-------- The data --------

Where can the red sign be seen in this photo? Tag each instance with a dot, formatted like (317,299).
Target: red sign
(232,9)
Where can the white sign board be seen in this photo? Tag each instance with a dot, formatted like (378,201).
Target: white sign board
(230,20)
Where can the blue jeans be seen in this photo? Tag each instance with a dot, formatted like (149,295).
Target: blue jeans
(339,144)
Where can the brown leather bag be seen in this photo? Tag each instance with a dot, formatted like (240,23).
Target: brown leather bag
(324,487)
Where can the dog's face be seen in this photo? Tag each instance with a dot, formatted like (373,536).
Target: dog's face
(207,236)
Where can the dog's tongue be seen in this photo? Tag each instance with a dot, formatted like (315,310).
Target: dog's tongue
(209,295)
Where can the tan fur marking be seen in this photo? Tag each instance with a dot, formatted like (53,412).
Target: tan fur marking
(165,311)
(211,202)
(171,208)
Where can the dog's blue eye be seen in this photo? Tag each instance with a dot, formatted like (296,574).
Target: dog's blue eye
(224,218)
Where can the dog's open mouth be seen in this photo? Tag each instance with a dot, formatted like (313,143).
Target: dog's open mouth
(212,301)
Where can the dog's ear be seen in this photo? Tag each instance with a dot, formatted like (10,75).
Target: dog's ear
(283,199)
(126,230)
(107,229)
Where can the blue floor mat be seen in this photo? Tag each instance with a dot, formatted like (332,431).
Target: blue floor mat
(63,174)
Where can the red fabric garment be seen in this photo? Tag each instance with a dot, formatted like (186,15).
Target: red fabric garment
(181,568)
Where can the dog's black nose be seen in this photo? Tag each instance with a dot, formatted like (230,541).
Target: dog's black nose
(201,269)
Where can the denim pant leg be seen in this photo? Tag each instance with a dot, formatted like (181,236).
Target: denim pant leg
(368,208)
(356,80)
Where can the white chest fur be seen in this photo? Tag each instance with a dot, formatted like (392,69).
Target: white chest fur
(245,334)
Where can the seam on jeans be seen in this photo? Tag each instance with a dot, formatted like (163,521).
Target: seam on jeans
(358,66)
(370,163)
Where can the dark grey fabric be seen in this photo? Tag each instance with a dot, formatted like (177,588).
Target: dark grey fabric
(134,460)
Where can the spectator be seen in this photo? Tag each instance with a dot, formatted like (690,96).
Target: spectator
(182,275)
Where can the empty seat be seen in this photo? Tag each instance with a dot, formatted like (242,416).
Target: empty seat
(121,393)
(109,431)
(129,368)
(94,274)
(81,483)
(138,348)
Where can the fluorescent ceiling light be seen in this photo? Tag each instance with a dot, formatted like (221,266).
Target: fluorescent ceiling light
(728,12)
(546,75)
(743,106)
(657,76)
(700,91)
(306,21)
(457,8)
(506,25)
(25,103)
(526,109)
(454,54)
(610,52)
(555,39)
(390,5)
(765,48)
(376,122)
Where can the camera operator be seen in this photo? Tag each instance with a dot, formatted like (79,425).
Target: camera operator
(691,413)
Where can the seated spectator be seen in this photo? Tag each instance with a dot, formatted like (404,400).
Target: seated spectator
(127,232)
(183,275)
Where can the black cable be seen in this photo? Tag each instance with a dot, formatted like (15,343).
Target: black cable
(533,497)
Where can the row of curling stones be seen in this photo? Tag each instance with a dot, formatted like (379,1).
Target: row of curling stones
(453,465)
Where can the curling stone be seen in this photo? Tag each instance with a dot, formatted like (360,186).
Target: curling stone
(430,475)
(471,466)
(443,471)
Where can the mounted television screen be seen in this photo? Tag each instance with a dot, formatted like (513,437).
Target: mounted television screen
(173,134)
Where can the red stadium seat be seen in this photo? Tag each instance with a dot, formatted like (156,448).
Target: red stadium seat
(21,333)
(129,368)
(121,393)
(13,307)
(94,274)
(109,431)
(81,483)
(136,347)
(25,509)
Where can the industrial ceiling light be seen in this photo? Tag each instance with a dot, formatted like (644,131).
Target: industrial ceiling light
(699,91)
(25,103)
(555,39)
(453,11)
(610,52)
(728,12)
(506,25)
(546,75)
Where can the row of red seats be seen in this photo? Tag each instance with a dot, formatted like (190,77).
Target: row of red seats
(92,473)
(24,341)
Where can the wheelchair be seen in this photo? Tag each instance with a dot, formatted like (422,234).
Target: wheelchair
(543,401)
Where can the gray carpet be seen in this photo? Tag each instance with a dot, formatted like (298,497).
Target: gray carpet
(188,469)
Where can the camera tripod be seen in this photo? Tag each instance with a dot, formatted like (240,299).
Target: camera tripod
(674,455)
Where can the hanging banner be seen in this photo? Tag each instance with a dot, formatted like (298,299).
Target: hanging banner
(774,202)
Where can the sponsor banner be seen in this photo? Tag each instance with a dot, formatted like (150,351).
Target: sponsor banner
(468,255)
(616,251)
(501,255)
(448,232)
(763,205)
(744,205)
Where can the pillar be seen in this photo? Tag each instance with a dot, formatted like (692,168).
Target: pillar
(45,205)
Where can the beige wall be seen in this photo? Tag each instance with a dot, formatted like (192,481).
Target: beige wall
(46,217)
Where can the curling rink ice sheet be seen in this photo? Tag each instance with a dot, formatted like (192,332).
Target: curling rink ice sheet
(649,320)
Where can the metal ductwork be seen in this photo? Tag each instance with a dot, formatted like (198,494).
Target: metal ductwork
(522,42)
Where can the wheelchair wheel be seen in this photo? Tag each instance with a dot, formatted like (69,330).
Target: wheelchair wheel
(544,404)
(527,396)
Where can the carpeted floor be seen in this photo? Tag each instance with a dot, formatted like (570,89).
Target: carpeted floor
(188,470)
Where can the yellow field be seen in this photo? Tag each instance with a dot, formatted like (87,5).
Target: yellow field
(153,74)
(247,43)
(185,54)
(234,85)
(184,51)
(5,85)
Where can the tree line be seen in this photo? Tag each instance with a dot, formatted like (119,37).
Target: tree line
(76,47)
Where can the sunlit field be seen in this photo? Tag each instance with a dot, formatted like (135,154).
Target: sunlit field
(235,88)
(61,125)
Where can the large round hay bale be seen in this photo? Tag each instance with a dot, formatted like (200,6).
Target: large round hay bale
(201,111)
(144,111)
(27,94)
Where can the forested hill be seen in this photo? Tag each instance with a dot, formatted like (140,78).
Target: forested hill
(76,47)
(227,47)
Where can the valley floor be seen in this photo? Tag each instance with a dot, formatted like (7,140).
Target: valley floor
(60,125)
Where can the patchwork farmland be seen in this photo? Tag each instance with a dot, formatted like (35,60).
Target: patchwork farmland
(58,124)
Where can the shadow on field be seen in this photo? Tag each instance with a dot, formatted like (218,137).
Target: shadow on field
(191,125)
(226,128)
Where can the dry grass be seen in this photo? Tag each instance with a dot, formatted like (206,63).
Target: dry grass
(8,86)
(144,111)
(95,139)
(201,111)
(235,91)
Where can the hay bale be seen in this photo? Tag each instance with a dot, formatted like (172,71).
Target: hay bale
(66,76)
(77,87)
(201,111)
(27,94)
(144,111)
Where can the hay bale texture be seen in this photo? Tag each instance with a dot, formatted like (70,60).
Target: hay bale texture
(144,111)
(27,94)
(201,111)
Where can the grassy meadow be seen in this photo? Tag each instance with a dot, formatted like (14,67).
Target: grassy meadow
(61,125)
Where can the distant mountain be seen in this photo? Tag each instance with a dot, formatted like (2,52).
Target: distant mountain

--------

Up to and including the line with "Where can the brown", output each line of the entries above exactly, starting from the first.

Where can the red sign be seen in this photo? Tag each instance with a dot, formatted like (317,299).
Target: red sign
(232,9)
Where can the white sign board be seen in this photo? Tag each instance with a dot, formatted like (378,201).
Target: white sign board
(230,20)
Where can the blue jeans be seen in this photo? Tag each instance with a dot, formatted like (149,295).
Target: blue jeans
(339,144)
Where can the brown leather bag be seen in this photo? Tag each instance with a dot, formatted like (240,23).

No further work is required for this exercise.